- [Exercise prompt] Rewrite every line of the records below as a JSON list of strings, one string per line, leaving out blank lines.

··· Data shown

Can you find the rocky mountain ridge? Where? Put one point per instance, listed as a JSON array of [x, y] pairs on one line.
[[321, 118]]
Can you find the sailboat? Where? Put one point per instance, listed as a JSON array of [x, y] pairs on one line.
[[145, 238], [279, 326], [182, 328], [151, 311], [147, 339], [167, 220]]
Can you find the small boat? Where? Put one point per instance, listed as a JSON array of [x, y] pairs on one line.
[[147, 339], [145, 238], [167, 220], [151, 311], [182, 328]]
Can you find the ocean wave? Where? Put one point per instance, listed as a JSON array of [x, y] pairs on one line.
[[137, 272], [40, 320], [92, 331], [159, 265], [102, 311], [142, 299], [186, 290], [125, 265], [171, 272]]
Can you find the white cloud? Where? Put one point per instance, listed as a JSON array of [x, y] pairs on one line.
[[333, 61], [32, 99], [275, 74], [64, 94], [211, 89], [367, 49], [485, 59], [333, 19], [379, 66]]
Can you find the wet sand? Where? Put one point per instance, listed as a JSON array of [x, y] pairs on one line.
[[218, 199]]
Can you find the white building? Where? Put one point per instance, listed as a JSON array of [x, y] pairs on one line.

······

- [Task response]
[
  "Can you find the rocky mountain ridge? Where? Put one point per instance, listed as a JSON array of [x, y] pairs on one line.",
  "[[321, 118]]",
  "Can you find the sailboat? Where? Put one point per instance, listed as a JSON array of [x, y] pairs on one line.",
  "[[145, 238], [279, 326], [182, 328], [151, 311], [147, 339], [167, 220]]",
  "Can you find the small boat? Where? Put one point per instance, listed as a JSON array of [x, y] pairs on one line.",
  "[[147, 339], [145, 238], [167, 220], [151, 311], [182, 328]]",
  "Can you find the ocean wave? Where? Put one point per instance, listed as a JSON array of [x, y] pairs on one line.",
  "[[137, 272], [40, 320], [92, 331], [159, 265], [102, 311], [142, 299], [186, 290], [125, 265], [171, 272]]",
  "Can you find the white cloud? Where? Put one point per instance, listed as a JSON array of [x, y] pairs on one line.",
  "[[333, 61], [32, 99], [275, 74], [64, 94], [211, 89], [367, 49], [485, 59], [333, 19], [379, 66]]",
  "Can you find the wet sand? Where? Put one point per instance, listed as a JSON array of [x, y] pairs on one line.",
  "[[218, 199]]",
  "Can you find the white building? Where? Put one point per instance, listed as a JSON array of [x, y] pairs on one line."
]